8-K

 

 

UNITED STATES

SECURITIES AND EXCHANGE COMMISSION

Washington, D.C. 20549

 

 

Form 8-K

 

 

Current Report

Pursuant to Section 13 or 15(d)

of the Securities Exchange Act of 1934

Date of Report (Date of earliest event reported): November 27, 2018

 

 

LINCOLN ELECTRIC HOLDINGS, INC.

(Exact name of registrant as specified in its charter)

 

 

 

Ohio   0-1402   34-1860551

(State or other jurisdiction

of incorporation)

 

(Commission

File Number)

 

(I.R.S. Employer

Identification No.)

22801 St. Clair Avenue

Cleveland, Ohio 44117

(Address of principal executive offices, with zip code)

(216) 481-8100

(Registrant’s telephone number, including area code)

 

 

Check the appropriate box below if the Form 8-K filing is intended to simultaneously satisfy the filing obligation of the registrant under any of the following provisions (see General Instruction A.2. below):

 

 

Written communications pursuant to Rule 425 under the Securities Act (17 CFR 230.425)

 

 

Soliciting material pursuant to Rule 14a-12 under the Exchange Act (17 CFR 240.14a-12)

 

 

Pre-commencement communications pursuant to Rule 14d-2(b) under the Exchange Act (17 CFR 240.14d-2(b))

 

 

Pre-commencement communications pursuant to Rule 13e-4(c) under the Exchange Act (17 CFR 240.13e-4(c))

++++++++++

__Exercise requirements__: Copy the section of the 8-K filing between "22801 St. Clair" and "including area code)", inclusive, replacing "Avenue" with "Ave.".

__Information provided__:
++++++++++

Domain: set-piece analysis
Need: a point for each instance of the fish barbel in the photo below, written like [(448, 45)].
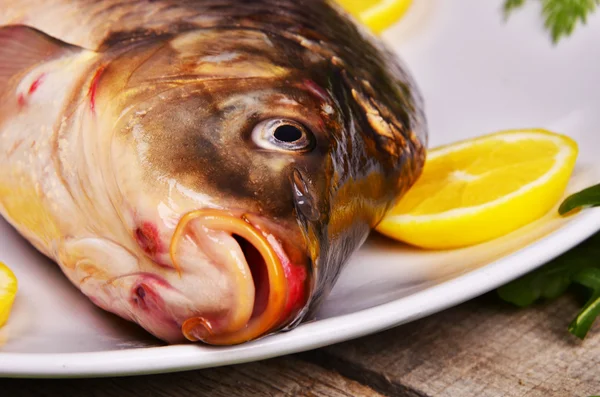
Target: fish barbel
[(202, 168)]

++++++++++

__Written response__:
22801 St. Clair Ave.

Cleveland, Ohio 44117

(Address of principal executive offices, with zip code)

(216) 481-8100

(Registrant’s telephone number, including area code)